▶ _INSTRUCTIONS TO FOLLOW_
Within the lines below, find those that hold the string "background" and copy each one.

[Stored records]
________________

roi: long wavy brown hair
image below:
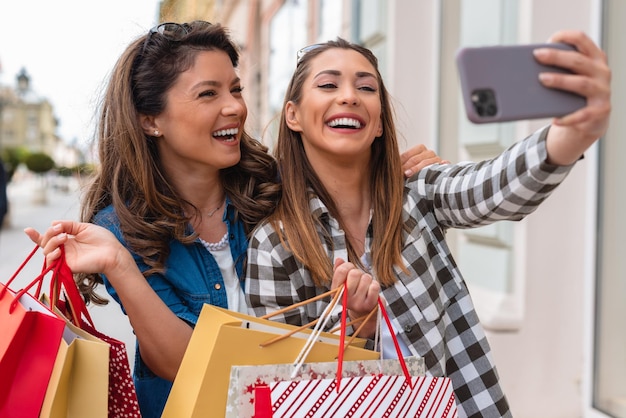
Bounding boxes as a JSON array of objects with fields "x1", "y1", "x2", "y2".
[
  {"x1": 270, "y1": 38, "x2": 406, "y2": 288},
  {"x1": 80, "y1": 22, "x2": 280, "y2": 304}
]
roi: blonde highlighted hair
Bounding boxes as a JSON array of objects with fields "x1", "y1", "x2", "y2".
[{"x1": 270, "y1": 38, "x2": 406, "y2": 287}]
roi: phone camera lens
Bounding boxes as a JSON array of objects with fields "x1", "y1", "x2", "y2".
[{"x1": 471, "y1": 89, "x2": 498, "y2": 118}]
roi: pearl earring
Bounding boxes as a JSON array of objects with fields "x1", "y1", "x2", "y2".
[{"x1": 153, "y1": 130, "x2": 159, "y2": 136}]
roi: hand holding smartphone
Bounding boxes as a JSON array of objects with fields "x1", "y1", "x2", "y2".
[{"x1": 456, "y1": 43, "x2": 587, "y2": 124}]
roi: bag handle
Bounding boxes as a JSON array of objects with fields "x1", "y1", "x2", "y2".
[
  {"x1": 329, "y1": 305, "x2": 378, "y2": 346},
  {"x1": 0, "y1": 244, "x2": 41, "y2": 300},
  {"x1": 259, "y1": 284, "x2": 377, "y2": 346},
  {"x1": 259, "y1": 286, "x2": 343, "y2": 348},
  {"x1": 287, "y1": 281, "x2": 413, "y2": 390},
  {"x1": 289, "y1": 285, "x2": 345, "y2": 378},
  {"x1": 48, "y1": 244, "x2": 95, "y2": 329},
  {"x1": 3, "y1": 246, "x2": 58, "y2": 313},
  {"x1": 260, "y1": 286, "x2": 342, "y2": 320},
  {"x1": 334, "y1": 284, "x2": 412, "y2": 391},
  {"x1": 256, "y1": 281, "x2": 413, "y2": 389},
  {"x1": 335, "y1": 282, "x2": 349, "y2": 389},
  {"x1": 2, "y1": 244, "x2": 94, "y2": 328},
  {"x1": 374, "y1": 297, "x2": 412, "y2": 388}
]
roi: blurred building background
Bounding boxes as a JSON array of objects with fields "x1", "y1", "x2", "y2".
[
  {"x1": 0, "y1": 68, "x2": 83, "y2": 171},
  {"x1": 155, "y1": 1, "x2": 623, "y2": 417},
  {"x1": 1, "y1": 1, "x2": 620, "y2": 417}
]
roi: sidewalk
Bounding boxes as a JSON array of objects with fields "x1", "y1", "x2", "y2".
[{"x1": 0, "y1": 176, "x2": 136, "y2": 366}]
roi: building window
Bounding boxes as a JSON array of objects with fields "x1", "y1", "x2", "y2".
[
  {"x1": 449, "y1": 0, "x2": 521, "y2": 330},
  {"x1": 26, "y1": 110, "x2": 39, "y2": 142},
  {"x1": 352, "y1": 0, "x2": 387, "y2": 76},
  {"x1": 265, "y1": 0, "x2": 308, "y2": 147},
  {"x1": 354, "y1": 0, "x2": 386, "y2": 45},
  {"x1": 268, "y1": 0, "x2": 308, "y2": 118},
  {"x1": 317, "y1": 0, "x2": 342, "y2": 42},
  {"x1": 1, "y1": 108, "x2": 14, "y2": 122}
]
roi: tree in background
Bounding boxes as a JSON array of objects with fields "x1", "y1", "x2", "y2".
[
  {"x1": 1, "y1": 146, "x2": 29, "y2": 182},
  {"x1": 24, "y1": 151, "x2": 55, "y2": 205}
]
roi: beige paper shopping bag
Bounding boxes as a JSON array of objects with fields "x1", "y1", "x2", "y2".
[
  {"x1": 162, "y1": 303, "x2": 379, "y2": 417},
  {"x1": 40, "y1": 295, "x2": 109, "y2": 418}
]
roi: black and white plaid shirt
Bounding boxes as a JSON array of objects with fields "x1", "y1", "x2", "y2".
[{"x1": 246, "y1": 126, "x2": 572, "y2": 417}]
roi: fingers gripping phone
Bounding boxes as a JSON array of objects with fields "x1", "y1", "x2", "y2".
[{"x1": 456, "y1": 43, "x2": 587, "y2": 124}]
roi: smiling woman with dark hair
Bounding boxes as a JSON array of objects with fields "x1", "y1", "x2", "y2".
[{"x1": 24, "y1": 21, "x2": 280, "y2": 417}]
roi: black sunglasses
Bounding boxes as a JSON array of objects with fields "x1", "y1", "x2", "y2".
[{"x1": 140, "y1": 21, "x2": 212, "y2": 56}]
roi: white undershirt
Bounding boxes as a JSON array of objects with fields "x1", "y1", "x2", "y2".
[
  {"x1": 360, "y1": 252, "x2": 412, "y2": 359},
  {"x1": 202, "y1": 238, "x2": 247, "y2": 314}
]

________________

▶ _REPLY_
roi: blurred building background
roi: tree in background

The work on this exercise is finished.